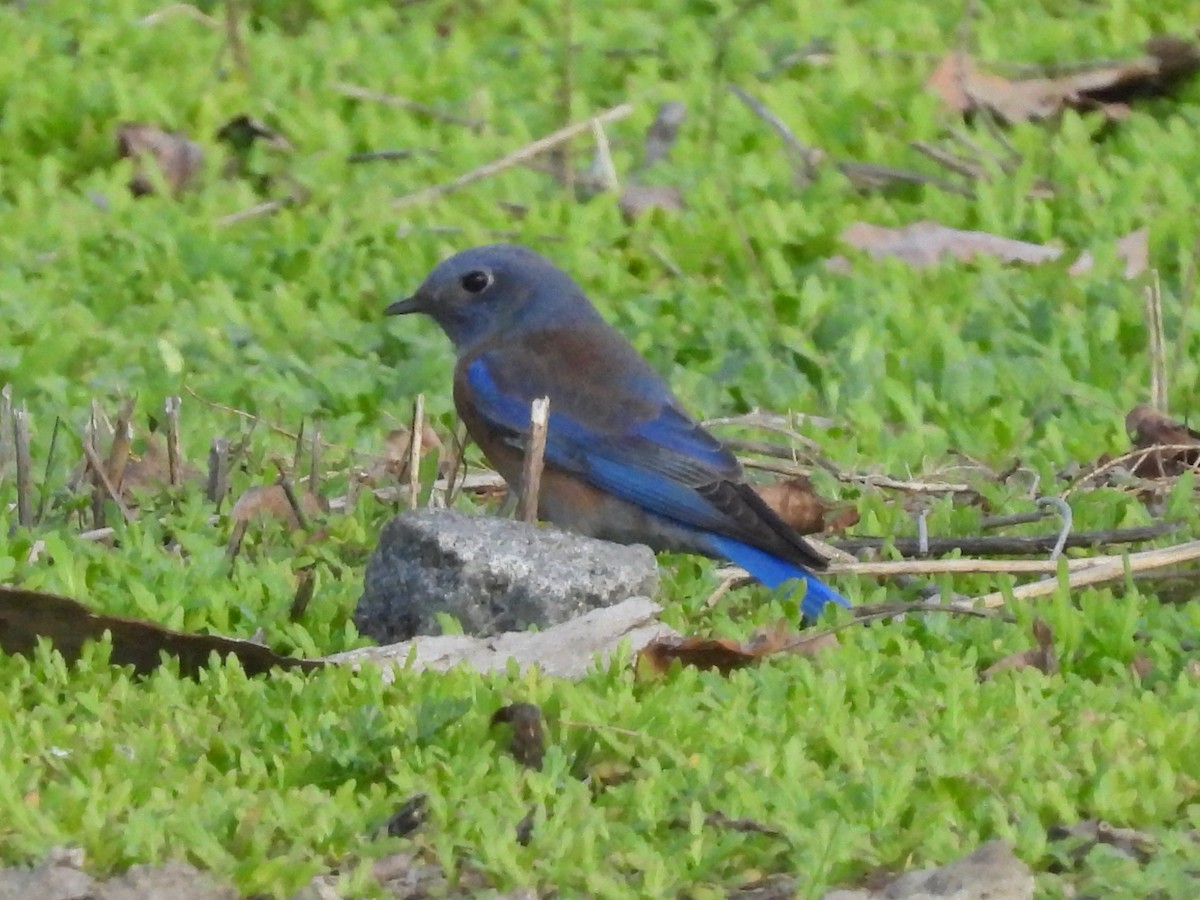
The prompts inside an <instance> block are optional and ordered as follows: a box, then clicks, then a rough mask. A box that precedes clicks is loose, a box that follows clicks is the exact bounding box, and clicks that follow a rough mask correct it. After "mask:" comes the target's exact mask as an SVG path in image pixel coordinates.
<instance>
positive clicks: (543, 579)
mask: <svg viewBox="0 0 1200 900" xmlns="http://www.w3.org/2000/svg"><path fill="white" fill-rule="evenodd" d="M658 581H659V568H658V563H656V560H655V558H654V553H653V552H652V551H650V548H649V547H644V546H641V545H634V546H624V545H620V544H610V542H608V541H601V540H595V539H593V538H582V536H580V535H576V534H570V533H568V532H560V530H558V529H554V528H550V527H542V526H532V524H526V523H524V522H515V521H512V520H509V518H496V517H492V516H467V515H464V514H462V512H457V511H454V510H414V511H412V512H407V514H404V515H401V516H397V517H396V518H394V520H392V521H391V522H389V523H388V524H386V526H385V527H384V529H383V533H382V534H380V535H379V545H378V546H377V547H376V550H374V553H372V554H371V559H370V562H368V563H367V571H366V580H365V584H364V590H362V596H361V598H360V599H359V605H358V607H356V608H355V611H354V623H355V625H358V629H359V631H360V632H361V634H364V635H367V636H368V637H372V638H374V640H376V641H378V642H379V643H397V642H400V641H407V640H409V638H410V637H414V636H415V635H436V634H439V632H440V631H442V629H440V628H439V626H438V622H437V616H438V614H439V613H446V614H450V616H452V617H455V618H456V619H457V620H458V622H460V623H461V624H462V628H463V631H464V632H466V634H468V635H474V636H486V635H498V634H503V632H505V631H526V630H527V629H529V628H530V626H538V628H547V626H550V625H557V624H559V623H563V622H566V620H569V619H574V618H576V617H577V616H581V614H583V613H584V612H587V611H589V610H598V608H601V607H606V606H612V605H614V604H619V602H620V601H623V600H625V599H628V598H631V596H654V593H655V590H656V588H658Z"/></svg>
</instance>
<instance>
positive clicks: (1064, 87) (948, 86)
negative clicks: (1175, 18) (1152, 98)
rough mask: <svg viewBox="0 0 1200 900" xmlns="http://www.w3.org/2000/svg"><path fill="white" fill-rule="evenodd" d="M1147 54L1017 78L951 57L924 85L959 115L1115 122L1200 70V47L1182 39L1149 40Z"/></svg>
mask: <svg viewBox="0 0 1200 900" xmlns="http://www.w3.org/2000/svg"><path fill="white" fill-rule="evenodd" d="M1145 50H1146V55H1145V56H1142V58H1140V59H1135V60H1129V61H1127V62H1120V64H1115V65H1114V64H1099V65H1097V66H1094V67H1092V68H1084V70H1076V71H1073V72H1070V73H1068V74H1064V76H1058V77H1054V78H1050V77H1046V78H1019V79H1012V78H1006V77H1004V76H998V74H992V73H988V72H982V71H979V68H978V67H977V66H976V64H974V61H973V60H972V59H971V58H970V56H967V55H966V54H962V53H952V54H949V55H947V56H946V58H944V59H942V61H941V62H940V64H938V65H937V67H936V68H935V70H934V72H932V74H930V77H929V79H928V80H926V82H925V86H926V88H929V89H930V90H932V91H934V92H936V94H937V95H938V96H940V97H941V98H942V102H943V103H946V106H947V107H948V108H949V109H952V110H953V112H955V113H961V114H966V113H971V112H974V110H977V109H980V108H985V109H988V110H989V112H991V113H992V114H994V115H996V116H997V118H998V119H1001V120H1002V121H1004V122H1009V124H1012V122H1021V121H1031V120H1038V119H1048V118H1050V116H1054V115H1056V114H1058V113H1060V112H1062V110H1063V109H1081V110H1086V109H1097V110H1100V112H1103V113H1104V114H1105V115H1106V116H1109V118H1110V119H1122V118H1124V116H1126V115H1128V112H1129V106H1128V104H1129V103H1130V102H1132V101H1134V100H1138V98H1141V97H1150V96H1160V95H1164V94H1169V92H1170V91H1171V90H1174V89H1175V88H1176V86H1177V85H1178V84H1180V83H1181V82H1183V80H1184V79H1187V78H1189V77H1190V76H1193V74H1194V73H1195V72H1196V71H1200V48H1198V47H1196V44H1195V43H1193V42H1192V41H1186V40H1182V38H1177V37H1154V38H1151V40H1150V41H1147V42H1146V46H1145Z"/></svg>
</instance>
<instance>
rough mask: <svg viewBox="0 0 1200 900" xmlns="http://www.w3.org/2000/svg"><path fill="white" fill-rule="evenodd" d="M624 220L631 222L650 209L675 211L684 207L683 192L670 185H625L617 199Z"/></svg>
mask: <svg viewBox="0 0 1200 900" xmlns="http://www.w3.org/2000/svg"><path fill="white" fill-rule="evenodd" d="M617 205H618V206H619V208H620V214H622V215H623V216H624V217H625V221H626V222H632V221H634V220H635V218H637V217H638V216H643V215H646V214H647V212H649V211H650V210H655V209H661V210H668V211H671V212H677V211H679V210H682V209H683V208H684V202H683V194H682V193H680V192H679V188H678V187H672V186H671V185H638V184H631V185H626V186H625V190H624V191H622V192H620V199H619V200H617Z"/></svg>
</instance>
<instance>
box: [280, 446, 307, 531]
mask: <svg viewBox="0 0 1200 900" xmlns="http://www.w3.org/2000/svg"><path fill="white" fill-rule="evenodd" d="M275 468H276V470H277V472H278V473H280V478H278V480H277V482H276V484H278V486H280V487H282V488H283V496H284V497H287V498H288V505H289V506H290V508H292V512H293V514H294V515H295V517H296V526H298V527H299V528H300V530H302V532H307V530H308V517H307V516H306V515H305V514H304V509H302V508H301V506H300V498H299V497H296V492H295V488H294V487H293V486H292V476H290V475H288V470H287V467H286V466H284V464H283V462H282V461H281V460H276V461H275Z"/></svg>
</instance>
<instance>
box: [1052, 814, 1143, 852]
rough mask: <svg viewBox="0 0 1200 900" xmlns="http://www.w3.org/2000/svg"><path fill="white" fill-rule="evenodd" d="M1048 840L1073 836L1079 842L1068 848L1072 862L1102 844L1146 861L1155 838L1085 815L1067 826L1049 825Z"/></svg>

◆ Task goal:
Skipping all pictures, set the listing down exactly as written.

◆ Exercise result:
The prompts inside an <instance> block are optional and ordered as follows: a box, then clicks, then a rough mask. A box that precedes clicks is loose, a box that follows clicks is the exact bounding box, and clicks that follow a rough mask correct it. After "mask:" comes the target's exact mask as an SVG path in image pixel coordinates.
<instance>
positive clicks: (543, 579)
mask: <svg viewBox="0 0 1200 900" xmlns="http://www.w3.org/2000/svg"><path fill="white" fill-rule="evenodd" d="M658 581H659V568H658V563H656V560H655V558H654V553H653V552H652V551H650V548H649V547H644V546H641V545H634V546H624V545H620V544H610V542H608V541H601V540H595V539H593V538H582V536H580V535H576V534H570V533H568V532H560V530H558V529H554V528H550V527H542V526H532V524H526V523H524V522H515V521H512V520H509V518H496V517H492V516H467V515H464V514H462V512H457V511H454V510H414V511H412V512H407V514H404V515H401V516H397V517H396V518H394V520H392V521H391V522H389V523H388V524H386V526H385V527H384V529H383V533H382V534H380V535H379V545H378V546H377V547H376V550H374V553H372V554H371V559H370V562H368V563H367V571H366V580H365V584H364V590H362V596H361V598H360V599H359V605H358V607H356V608H355V611H354V623H355V625H358V629H359V631H360V632H361V634H364V635H367V636H368V637H372V638H374V640H376V641H378V642H379V643H397V642H400V641H407V640H409V638H410V637H414V636H415V635H436V634H439V632H440V631H442V629H440V628H439V626H438V622H437V616H438V614H439V613H446V614H450V616H452V617H455V618H456V619H457V620H458V622H460V623H461V624H462V628H463V631H464V632H466V634H468V635H474V636H486V635H498V634H503V632H505V631H526V630H527V629H529V628H530V626H538V628H547V626H550V625H557V624H559V623H563V622H566V620H569V619H574V618H576V617H577V616H581V614H583V613H584V612H587V611H589V610H598V608H601V607H606V606H612V605H614V604H619V602H620V601H623V600H625V599H628V598H631V596H654V593H655V590H656V588H658Z"/></svg>
</instance>
<instance>
positive clicks: (1064, 87) (948, 86)
negative clicks: (1175, 18) (1152, 98)
rough mask: <svg viewBox="0 0 1200 900" xmlns="http://www.w3.org/2000/svg"><path fill="white" fill-rule="evenodd" d="M1147 54L1017 78L951 57L924 85L959 115L1115 122L1200 70V47L1182 39L1149 40Z"/></svg>
mask: <svg viewBox="0 0 1200 900" xmlns="http://www.w3.org/2000/svg"><path fill="white" fill-rule="evenodd" d="M1145 50H1146V55H1145V56H1142V58H1140V59H1135V60H1129V61H1127V62H1120V64H1115V65H1114V64H1099V65H1097V66H1094V67H1092V68H1084V70H1076V71H1073V72H1070V73H1068V74H1064V76H1058V77H1054V78H1050V77H1046V78H1019V79H1012V78H1006V77H1004V76H998V74H992V73H988V72H982V71H979V68H978V67H977V66H976V64H974V61H973V60H972V59H971V58H970V56H967V55H966V54H962V53H952V54H949V55H947V56H946V58H944V59H942V61H941V62H940V64H938V65H937V67H936V68H935V70H934V72H932V74H930V77H929V79H928V80H926V82H925V86H926V88H929V89H930V90H932V91H934V92H936V94H937V95H938V96H940V97H941V98H942V102H943V103H946V106H947V107H948V108H949V109H952V110H953V112H955V113H961V114H966V113H971V112H974V110H977V109H980V108H985V109H988V110H989V112H991V113H992V114H994V115H996V116H997V118H998V119H1001V120H1002V121H1004V122H1009V124H1012V122H1021V121H1031V120H1038V119H1048V118H1050V116H1054V115H1056V114H1058V113H1060V112H1062V110H1063V109H1081V110H1086V109H1097V110H1100V112H1103V113H1104V114H1105V115H1106V116H1109V118H1110V119H1122V118H1124V116H1126V115H1128V112H1129V106H1128V104H1129V103H1130V102H1132V101H1134V100H1138V98H1141V97H1150V96H1160V95H1164V94H1169V92H1170V91H1171V90H1174V89H1175V88H1176V86H1177V85H1178V84H1180V83H1181V82H1183V80H1184V79H1187V78H1189V77H1190V76H1193V74H1194V73H1195V72H1196V71H1200V48H1198V47H1196V44H1195V43H1193V42H1192V41H1186V40H1182V38H1177V37H1154V38H1151V40H1150V41H1147V42H1146V46H1145Z"/></svg>
</instance>
<instance>
rough mask: <svg viewBox="0 0 1200 900" xmlns="http://www.w3.org/2000/svg"><path fill="white" fill-rule="evenodd" d="M624 220L631 222L650 209L675 211L684 207L683 192L670 185H625L617 199Z"/></svg>
mask: <svg viewBox="0 0 1200 900" xmlns="http://www.w3.org/2000/svg"><path fill="white" fill-rule="evenodd" d="M617 205H618V206H619V208H620V214H622V215H623V216H624V217H625V221H626V222H632V221H634V220H635V218H637V217H638V216H643V215H646V214H647V212H649V211H650V210H655V209H661V210H668V211H671V212H677V211H679V210H682V209H683V208H684V202H683V194H682V193H680V192H679V188H678V187H672V186H671V185H638V184H631V185H626V186H625V190H624V191H622V192H620V199H619V200H617Z"/></svg>
</instance>
<instance>
box: [280, 446, 307, 531]
mask: <svg viewBox="0 0 1200 900" xmlns="http://www.w3.org/2000/svg"><path fill="white" fill-rule="evenodd" d="M275 468H276V470H277V472H278V473H280V478H278V480H277V482H276V484H278V486H280V487H282V488H283V496H284V497H287V498H288V505H289V506H290V508H292V512H293V514H294V515H295V517H296V526H298V527H299V528H300V530H302V532H307V530H308V517H307V516H306V515H305V514H304V509H302V508H301V506H300V498H299V497H296V492H295V488H294V487H293V486H292V476H290V475H288V470H287V467H286V466H284V464H283V462H282V461H281V460H276V461H275Z"/></svg>
</instance>
<instance>
box: [1052, 814, 1143, 852]
rough mask: <svg viewBox="0 0 1200 900" xmlns="http://www.w3.org/2000/svg"><path fill="white" fill-rule="evenodd" d="M1048 840L1073 836L1079 842L1068 848L1072 862L1102 844L1146 861L1155 838L1085 815L1067 826L1049 825Z"/></svg>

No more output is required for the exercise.